** REQUEST **
Write out all entries word for word.

-*-

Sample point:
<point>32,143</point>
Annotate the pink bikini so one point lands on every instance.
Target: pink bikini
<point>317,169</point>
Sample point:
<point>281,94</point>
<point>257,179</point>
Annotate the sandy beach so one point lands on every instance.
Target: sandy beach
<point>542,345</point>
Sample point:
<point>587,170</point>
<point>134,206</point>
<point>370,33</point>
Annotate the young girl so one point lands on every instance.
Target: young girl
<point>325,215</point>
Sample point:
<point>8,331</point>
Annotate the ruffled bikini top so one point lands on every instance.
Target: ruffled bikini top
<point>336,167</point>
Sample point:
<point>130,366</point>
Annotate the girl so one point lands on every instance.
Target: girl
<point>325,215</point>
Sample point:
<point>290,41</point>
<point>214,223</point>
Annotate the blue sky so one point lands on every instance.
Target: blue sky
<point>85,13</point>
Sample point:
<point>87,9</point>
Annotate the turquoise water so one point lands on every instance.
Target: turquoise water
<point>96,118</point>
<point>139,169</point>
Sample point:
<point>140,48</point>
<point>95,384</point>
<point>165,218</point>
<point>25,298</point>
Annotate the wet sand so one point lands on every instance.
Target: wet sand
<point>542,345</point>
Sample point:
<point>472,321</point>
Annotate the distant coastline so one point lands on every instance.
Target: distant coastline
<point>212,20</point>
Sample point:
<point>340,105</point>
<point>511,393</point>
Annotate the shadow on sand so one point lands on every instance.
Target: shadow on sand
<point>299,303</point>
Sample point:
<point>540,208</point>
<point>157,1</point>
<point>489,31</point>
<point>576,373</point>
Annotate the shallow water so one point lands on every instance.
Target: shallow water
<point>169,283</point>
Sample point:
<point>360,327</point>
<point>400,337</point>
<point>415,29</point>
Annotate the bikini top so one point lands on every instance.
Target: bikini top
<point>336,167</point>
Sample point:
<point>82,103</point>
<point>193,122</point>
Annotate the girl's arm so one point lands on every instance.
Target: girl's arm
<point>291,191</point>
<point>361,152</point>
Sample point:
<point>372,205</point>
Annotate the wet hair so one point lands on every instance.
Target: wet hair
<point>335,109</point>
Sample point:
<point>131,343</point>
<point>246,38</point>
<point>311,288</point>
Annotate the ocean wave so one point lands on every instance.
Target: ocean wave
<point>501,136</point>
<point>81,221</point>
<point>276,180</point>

-*-

** SOLUTION TO THE PROBLEM **
Sample point:
<point>32,143</point>
Annotate the pink bikini so one point lands on every instance.
Target: pink bikini
<point>317,169</point>
Sample point:
<point>281,94</point>
<point>257,179</point>
Annotate the sandy beach so one point lands on every instance.
Target: sandy beach
<point>542,345</point>
Sample point:
<point>587,170</point>
<point>134,206</point>
<point>370,33</point>
Annotate the young girl so one point lands on every instance.
Target: young girl
<point>325,215</point>
Sample point:
<point>8,331</point>
Annotate the ruffled bikini top so one point lands on every instance.
Target: ruffled bikini top
<point>336,167</point>
Sample point:
<point>130,366</point>
Annotate the girl so one point lands on every instance.
Target: girl
<point>325,215</point>
Sample point:
<point>290,41</point>
<point>214,223</point>
Annotate the blue sky so one point lands on every instance.
Target: blue sky
<point>85,13</point>
Sample point:
<point>87,9</point>
Annotate the turquoise water so one point lands on every instance.
Target: turquoise water
<point>96,118</point>
<point>139,169</point>
Sample point:
<point>140,48</point>
<point>95,384</point>
<point>165,218</point>
<point>25,298</point>
Annotate the wet sand so one point lands on every instance.
Target: wet sand
<point>542,345</point>
Sample point:
<point>472,321</point>
Annotate the distant coastline so one point lands on every instance.
Target: distant coastline
<point>212,20</point>
Sample point:
<point>340,105</point>
<point>511,393</point>
Annotate the shadow on sand so one point lands on every instance.
Target: shadow on sand
<point>299,303</point>
Sample point:
<point>540,208</point>
<point>157,1</point>
<point>489,31</point>
<point>576,373</point>
Annotate the shallow water so one point lands on every instance.
Target: shallow water
<point>169,283</point>
Sample point:
<point>360,327</point>
<point>400,337</point>
<point>415,29</point>
Annotate the bikini top so one point lands on every instance.
Target: bikini top
<point>336,167</point>
Sample point:
<point>82,103</point>
<point>193,122</point>
Annotate the girl's arm so one point lands on every instance.
Target: girl's arm
<point>291,191</point>
<point>361,152</point>
Sample point:
<point>372,205</point>
Annotate the wet hair so one point lands on every instance.
Target: wet hair
<point>335,109</point>
Sample point:
<point>131,343</point>
<point>246,38</point>
<point>311,288</point>
Annotate the ocean wave so one point lands on every instance.
Target: ocean wave
<point>501,136</point>
<point>81,221</point>
<point>276,180</point>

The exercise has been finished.